> [Problem description]: Which lines in the listing below contain the word "player"? Pick out each one and copy it.

[Excerpts from segmentation records]
start
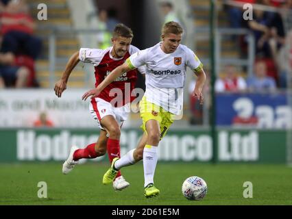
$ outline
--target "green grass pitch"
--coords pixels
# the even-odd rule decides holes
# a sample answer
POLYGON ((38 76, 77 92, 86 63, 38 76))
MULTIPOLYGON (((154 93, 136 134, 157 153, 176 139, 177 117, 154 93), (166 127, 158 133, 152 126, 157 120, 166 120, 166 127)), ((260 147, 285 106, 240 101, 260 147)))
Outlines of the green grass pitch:
POLYGON ((108 168, 107 164, 88 162, 63 175, 61 163, 0 164, 0 205, 292 204, 292 169, 284 165, 158 162, 154 181, 160 194, 149 199, 143 195, 142 163, 122 170, 131 184, 122 192, 102 185, 108 168), (188 201, 182 194, 182 182, 193 175, 207 183, 202 201, 188 201), (39 181, 47 183, 47 198, 38 197, 39 181), (245 181, 252 183, 252 198, 243 197, 245 181))

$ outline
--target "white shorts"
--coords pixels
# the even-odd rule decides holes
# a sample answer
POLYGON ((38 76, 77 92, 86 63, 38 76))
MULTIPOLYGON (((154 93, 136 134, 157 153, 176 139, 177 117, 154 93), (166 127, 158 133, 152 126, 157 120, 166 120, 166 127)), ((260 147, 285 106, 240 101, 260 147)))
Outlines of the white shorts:
POLYGON ((127 103, 121 107, 114 107, 110 103, 107 102, 102 99, 95 98, 91 99, 89 104, 89 111, 93 118, 97 122, 98 127, 105 130, 100 121, 108 115, 112 115, 121 127, 123 122, 125 121, 130 114, 130 105, 127 103))

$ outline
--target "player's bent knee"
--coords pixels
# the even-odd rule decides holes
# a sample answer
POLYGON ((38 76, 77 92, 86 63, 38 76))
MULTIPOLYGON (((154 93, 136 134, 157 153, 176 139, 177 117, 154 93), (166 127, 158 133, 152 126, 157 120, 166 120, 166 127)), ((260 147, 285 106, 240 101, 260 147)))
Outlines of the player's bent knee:
POLYGON ((108 128, 110 137, 119 138, 121 136, 121 129, 119 127, 112 126, 108 128))
POLYGON ((151 142, 158 144, 160 139, 160 134, 159 133, 150 131, 148 133, 148 139, 150 140, 151 142))

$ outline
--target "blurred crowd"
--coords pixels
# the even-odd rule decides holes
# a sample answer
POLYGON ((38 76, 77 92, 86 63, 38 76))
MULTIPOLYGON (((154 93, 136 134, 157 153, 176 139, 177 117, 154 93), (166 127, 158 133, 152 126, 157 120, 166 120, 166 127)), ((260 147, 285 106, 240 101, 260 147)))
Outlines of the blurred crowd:
MULTIPOLYGON (((216 83, 216 90, 262 91, 287 88, 289 84, 289 80, 292 77, 292 29, 288 28, 287 23, 285 23, 287 21, 283 21, 283 17, 292 16, 291 11, 287 10, 287 9, 292 10, 292 0, 234 1, 272 8, 254 7, 252 19, 245 20, 243 18, 245 10, 242 8, 226 6, 230 27, 246 28, 253 33, 255 39, 256 59, 254 75, 246 79, 241 77, 240 70, 235 66, 227 66, 223 71, 223 77, 216 83)), ((237 43, 241 49, 241 55, 247 55, 246 37, 239 38, 237 43)))
POLYGON ((25 0, 0 0, 0 88, 38 87, 34 63, 42 41, 25 0))

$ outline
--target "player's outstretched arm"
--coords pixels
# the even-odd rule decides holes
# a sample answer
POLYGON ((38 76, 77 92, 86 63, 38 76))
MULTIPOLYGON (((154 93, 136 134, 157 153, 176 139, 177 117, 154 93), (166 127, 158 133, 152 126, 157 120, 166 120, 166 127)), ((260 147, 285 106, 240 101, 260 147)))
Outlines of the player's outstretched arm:
POLYGON ((75 53, 70 57, 69 60, 67 62, 67 64, 66 65, 65 70, 64 71, 61 79, 59 79, 59 81, 58 81, 57 83, 56 83, 55 84, 55 88, 53 88, 53 90, 55 90, 56 95, 57 95, 58 97, 61 97, 62 93, 64 90, 66 90, 68 79, 69 78, 70 74, 71 73, 74 68, 76 66, 76 65, 78 64, 79 61, 80 60, 78 51, 75 53))
POLYGON ((204 96, 202 93, 203 87, 206 81, 206 73, 204 71, 204 69, 202 68, 197 72, 195 73, 197 77, 195 89, 193 92, 193 95, 196 96, 199 101, 201 105, 204 103, 204 96))
POLYGON ((112 73, 108 75, 106 79, 101 83, 95 89, 88 90, 82 96, 82 100, 86 101, 87 98, 90 96, 93 96, 91 98, 95 98, 110 83, 114 81, 116 79, 123 75, 124 73, 126 73, 131 69, 127 62, 124 62, 122 65, 119 66, 114 68, 112 73))

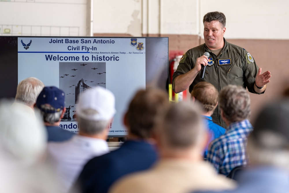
end
> [Answer to this problem]:
--target "player's bent knee"
Outlines of the player's bent knee:
--target "player's outstretched arm"
Outlines of the player's outstretched arm:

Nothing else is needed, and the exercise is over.